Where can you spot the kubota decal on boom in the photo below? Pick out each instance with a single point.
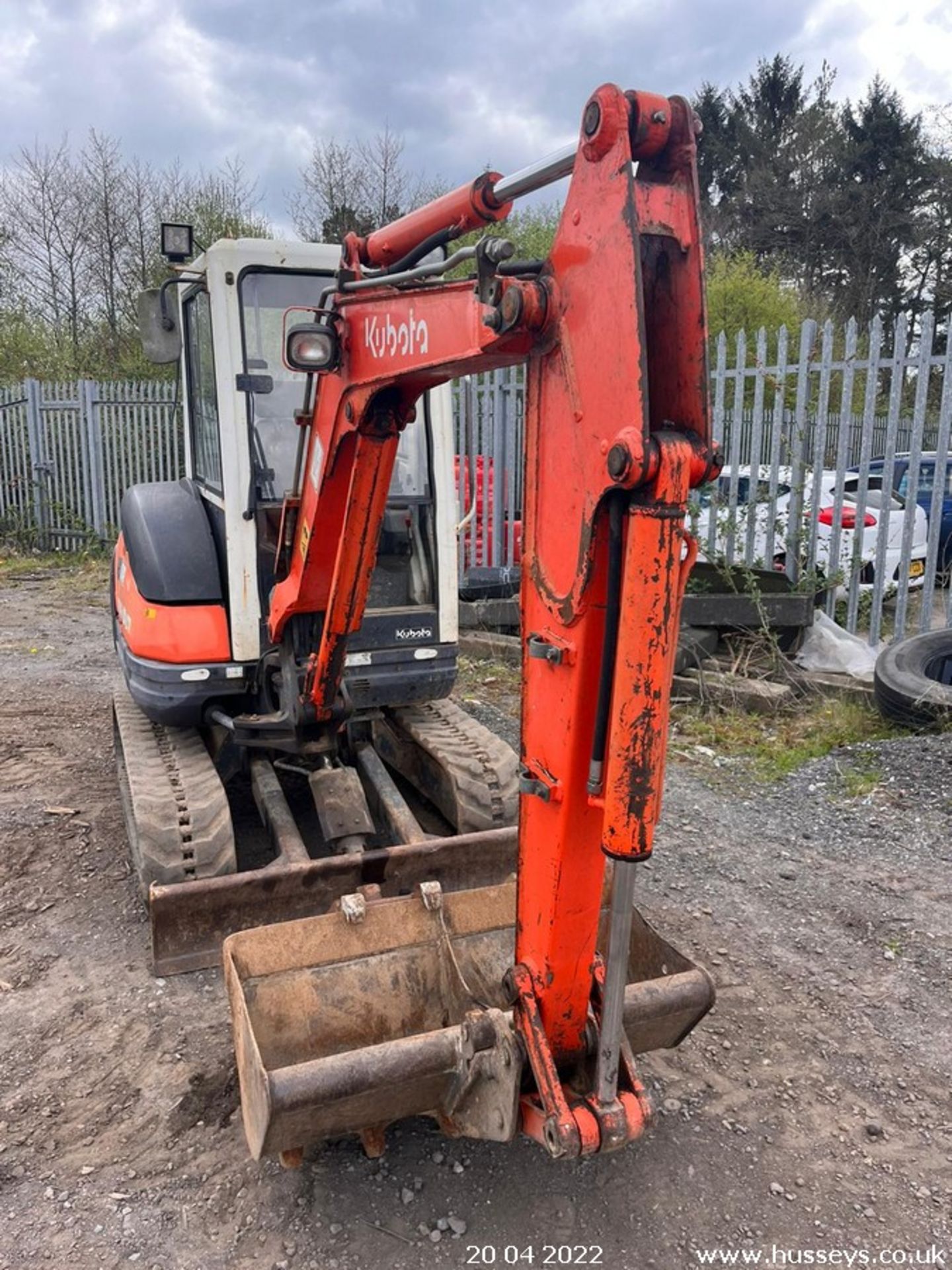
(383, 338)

...

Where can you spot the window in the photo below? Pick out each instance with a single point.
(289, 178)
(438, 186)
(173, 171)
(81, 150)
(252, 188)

---

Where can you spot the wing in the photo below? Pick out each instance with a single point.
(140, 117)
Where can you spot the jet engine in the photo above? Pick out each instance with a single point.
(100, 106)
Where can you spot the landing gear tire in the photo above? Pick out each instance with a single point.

What is asked: Give back, word for word, the lines in the records starting at the line that contains "Where can you spot the wing" and ending at the line that contains "Where can you spot the landing", with both of those lines included.

Finished answer:
Where can you spot the wing in the photo below? Pick out each instance with a single point.
(140, 117)
Where can you spot the jet engine in the photo above? Pick out each instance with a single point.
(100, 106)
Where can you spot the landing gear tire in the photo above? Pick out each instance with a single point.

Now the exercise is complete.